=== What the task asks ===
Copy out all lines of the listing below that hold "marble".

[Start of section]

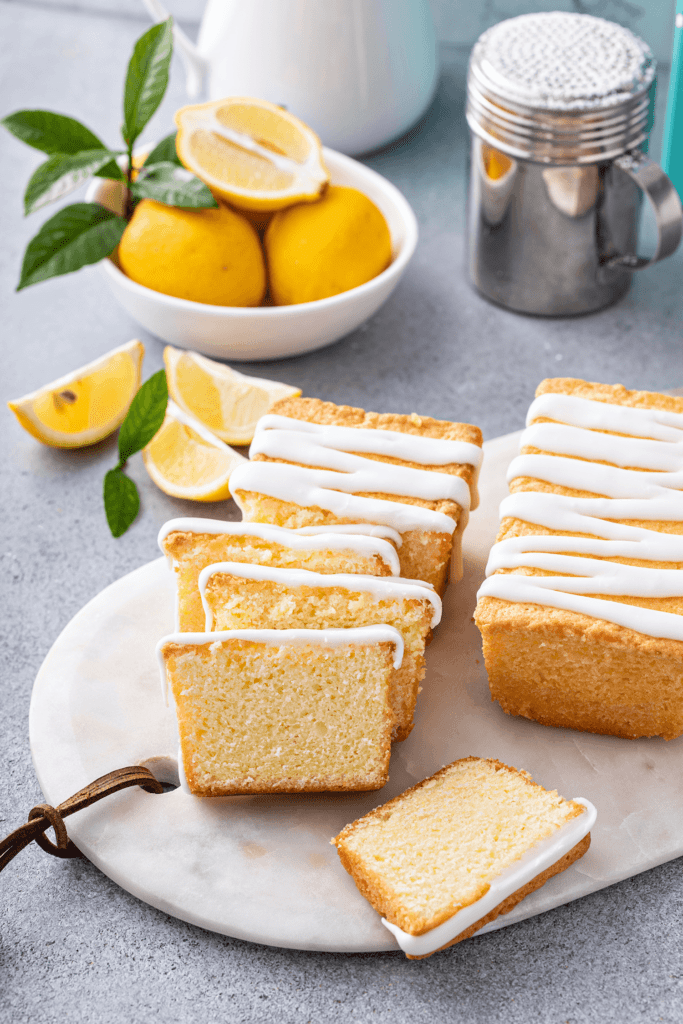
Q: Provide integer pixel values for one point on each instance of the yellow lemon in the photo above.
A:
(251, 153)
(185, 460)
(326, 248)
(85, 406)
(211, 256)
(227, 402)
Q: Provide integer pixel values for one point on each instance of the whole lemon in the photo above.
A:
(319, 249)
(209, 255)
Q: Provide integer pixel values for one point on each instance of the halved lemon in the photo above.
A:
(251, 153)
(85, 406)
(227, 402)
(185, 460)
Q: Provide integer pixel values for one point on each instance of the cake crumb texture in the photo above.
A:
(435, 849)
(261, 718)
(239, 603)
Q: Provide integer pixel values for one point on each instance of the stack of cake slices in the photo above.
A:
(301, 631)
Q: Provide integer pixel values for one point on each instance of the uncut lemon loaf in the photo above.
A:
(282, 711)
(334, 464)
(240, 596)
(582, 613)
(459, 849)
(191, 544)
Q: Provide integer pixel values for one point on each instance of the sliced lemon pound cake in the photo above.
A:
(282, 711)
(191, 544)
(315, 463)
(239, 596)
(582, 611)
(461, 848)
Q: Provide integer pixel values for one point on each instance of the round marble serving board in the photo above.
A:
(262, 867)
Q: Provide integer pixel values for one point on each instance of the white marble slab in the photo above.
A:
(262, 867)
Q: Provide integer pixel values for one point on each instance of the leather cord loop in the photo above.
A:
(65, 847)
(44, 816)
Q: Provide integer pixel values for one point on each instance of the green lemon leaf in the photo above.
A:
(144, 416)
(146, 79)
(61, 174)
(164, 152)
(79, 235)
(51, 132)
(173, 185)
(122, 502)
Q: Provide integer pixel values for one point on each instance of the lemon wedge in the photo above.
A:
(185, 460)
(85, 406)
(227, 402)
(251, 153)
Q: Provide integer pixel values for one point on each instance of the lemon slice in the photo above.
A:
(185, 460)
(85, 406)
(227, 402)
(251, 153)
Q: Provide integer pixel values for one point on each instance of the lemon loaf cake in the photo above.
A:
(282, 711)
(582, 612)
(335, 464)
(191, 544)
(240, 596)
(461, 848)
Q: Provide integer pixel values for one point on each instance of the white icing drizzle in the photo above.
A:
(365, 475)
(640, 495)
(281, 638)
(381, 588)
(357, 527)
(393, 443)
(321, 469)
(538, 859)
(654, 423)
(361, 539)
(334, 492)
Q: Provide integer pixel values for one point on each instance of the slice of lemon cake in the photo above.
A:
(582, 612)
(335, 464)
(193, 544)
(461, 848)
(282, 711)
(240, 596)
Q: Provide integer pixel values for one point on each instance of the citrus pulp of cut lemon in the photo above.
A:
(251, 153)
(185, 460)
(227, 402)
(85, 406)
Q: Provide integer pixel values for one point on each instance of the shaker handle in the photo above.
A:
(665, 201)
(195, 64)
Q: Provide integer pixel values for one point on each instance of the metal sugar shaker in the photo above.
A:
(558, 107)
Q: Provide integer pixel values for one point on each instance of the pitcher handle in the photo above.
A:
(665, 201)
(195, 65)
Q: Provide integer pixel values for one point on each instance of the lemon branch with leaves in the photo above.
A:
(85, 232)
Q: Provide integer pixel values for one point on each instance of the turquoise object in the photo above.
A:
(672, 154)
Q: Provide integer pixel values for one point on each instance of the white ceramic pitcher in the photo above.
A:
(358, 72)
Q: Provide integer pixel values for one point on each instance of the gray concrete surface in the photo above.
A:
(73, 945)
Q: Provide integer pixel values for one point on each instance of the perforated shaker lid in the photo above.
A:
(565, 73)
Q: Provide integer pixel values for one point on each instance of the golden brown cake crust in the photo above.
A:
(652, 666)
(508, 904)
(423, 555)
(315, 411)
(371, 776)
(387, 905)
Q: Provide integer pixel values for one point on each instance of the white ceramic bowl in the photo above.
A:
(272, 332)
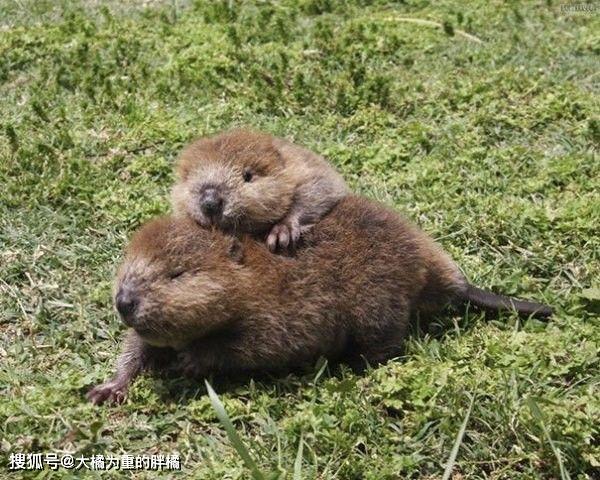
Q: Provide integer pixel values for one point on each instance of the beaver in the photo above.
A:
(206, 302)
(252, 182)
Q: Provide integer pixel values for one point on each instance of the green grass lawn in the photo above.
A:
(489, 142)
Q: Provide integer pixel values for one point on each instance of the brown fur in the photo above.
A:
(290, 187)
(222, 305)
(360, 274)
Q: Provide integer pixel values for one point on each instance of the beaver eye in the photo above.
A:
(176, 273)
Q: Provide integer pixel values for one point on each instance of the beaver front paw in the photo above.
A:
(283, 235)
(113, 391)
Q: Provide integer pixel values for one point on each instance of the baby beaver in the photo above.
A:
(251, 182)
(212, 303)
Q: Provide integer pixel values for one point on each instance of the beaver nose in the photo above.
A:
(126, 304)
(211, 202)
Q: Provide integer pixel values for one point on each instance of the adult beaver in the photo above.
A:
(213, 303)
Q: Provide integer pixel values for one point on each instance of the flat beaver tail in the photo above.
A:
(491, 301)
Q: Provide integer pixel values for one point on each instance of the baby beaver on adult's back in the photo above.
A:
(216, 304)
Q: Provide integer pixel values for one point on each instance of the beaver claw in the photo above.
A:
(283, 235)
(113, 391)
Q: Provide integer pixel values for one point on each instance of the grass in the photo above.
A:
(491, 146)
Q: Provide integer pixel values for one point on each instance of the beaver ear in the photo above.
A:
(236, 250)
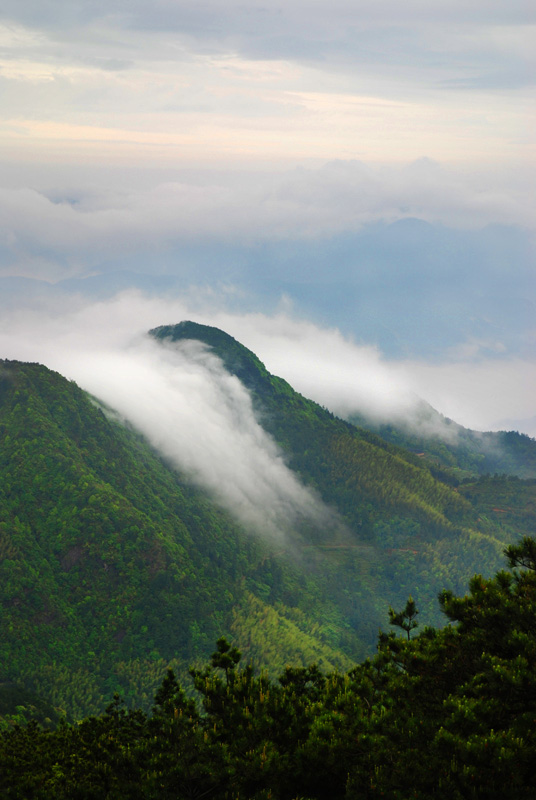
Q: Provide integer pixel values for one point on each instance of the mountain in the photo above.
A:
(461, 452)
(113, 566)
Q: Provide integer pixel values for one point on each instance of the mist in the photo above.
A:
(191, 410)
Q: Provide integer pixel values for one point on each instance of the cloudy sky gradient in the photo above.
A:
(354, 179)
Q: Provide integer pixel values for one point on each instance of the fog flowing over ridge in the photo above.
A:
(102, 345)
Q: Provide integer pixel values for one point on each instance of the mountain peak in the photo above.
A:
(236, 358)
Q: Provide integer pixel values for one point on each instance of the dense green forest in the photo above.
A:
(447, 714)
(113, 567)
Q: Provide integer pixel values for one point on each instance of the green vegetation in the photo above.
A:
(446, 714)
(113, 568)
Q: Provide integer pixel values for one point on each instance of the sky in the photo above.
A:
(347, 187)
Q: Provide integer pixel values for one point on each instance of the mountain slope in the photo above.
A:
(112, 566)
(411, 531)
(109, 562)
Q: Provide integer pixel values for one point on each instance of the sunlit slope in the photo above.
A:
(462, 453)
(412, 530)
(110, 566)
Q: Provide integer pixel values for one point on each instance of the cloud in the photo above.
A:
(198, 416)
(102, 346)
(80, 226)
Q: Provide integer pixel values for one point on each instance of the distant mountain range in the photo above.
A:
(410, 287)
(114, 566)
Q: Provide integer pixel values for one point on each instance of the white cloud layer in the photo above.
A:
(98, 345)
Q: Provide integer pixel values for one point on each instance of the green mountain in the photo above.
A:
(113, 567)
(461, 452)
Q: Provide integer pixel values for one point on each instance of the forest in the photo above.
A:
(115, 567)
(444, 713)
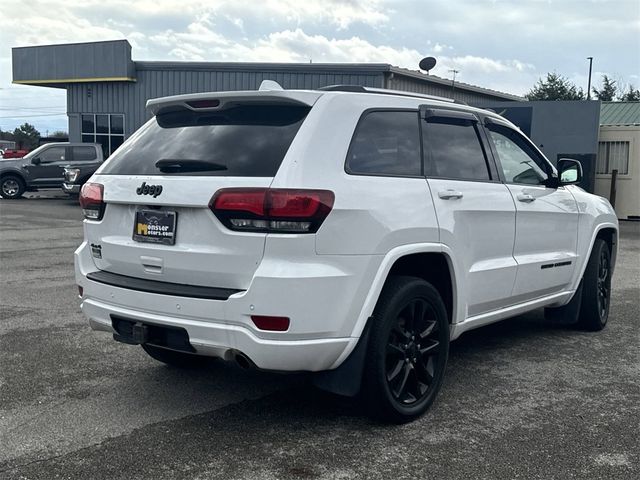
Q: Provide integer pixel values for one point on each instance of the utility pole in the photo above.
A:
(589, 84)
(453, 82)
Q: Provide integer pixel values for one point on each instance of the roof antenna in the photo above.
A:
(427, 64)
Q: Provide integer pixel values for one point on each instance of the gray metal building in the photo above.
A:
(107, 90)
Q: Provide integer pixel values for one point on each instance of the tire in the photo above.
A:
(174, 358)
(11, 187)
(596, 285)
(407, 351)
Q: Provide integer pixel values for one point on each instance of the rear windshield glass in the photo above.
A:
(246, 141)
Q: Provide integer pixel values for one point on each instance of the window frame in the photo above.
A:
(547, 166)
(452, 114)
(88, 145)
(629, 142)
(363, 115)
(109, 134)
(66, 160)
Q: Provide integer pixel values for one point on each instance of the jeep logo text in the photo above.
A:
(145, 189)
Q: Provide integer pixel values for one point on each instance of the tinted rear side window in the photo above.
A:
(81, 154)
(454, 150)
(246, 141)
(386, 143)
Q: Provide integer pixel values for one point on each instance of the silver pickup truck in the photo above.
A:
(44, 167)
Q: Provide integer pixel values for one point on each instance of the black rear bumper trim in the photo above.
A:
(162, 288)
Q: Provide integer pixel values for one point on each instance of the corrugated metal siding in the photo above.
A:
(72, 61)
(620, 113)
(130, 98)
(408, 84)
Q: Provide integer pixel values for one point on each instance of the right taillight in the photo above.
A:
(277, 210)
(91, 201)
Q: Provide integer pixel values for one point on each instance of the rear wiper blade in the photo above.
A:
(187, 165)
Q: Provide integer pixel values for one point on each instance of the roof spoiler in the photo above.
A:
(215, 101)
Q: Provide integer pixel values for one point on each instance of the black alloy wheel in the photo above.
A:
(407, 351)
(412, 352)
(596, 288)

[End of section]

=== Output of the task ===
Q: Provide integer pixel values for one point on each instance of the round marble serving board in the photo above.
Q: Provide integer pixel values for one point on each instance of the white marble slab in the photo above.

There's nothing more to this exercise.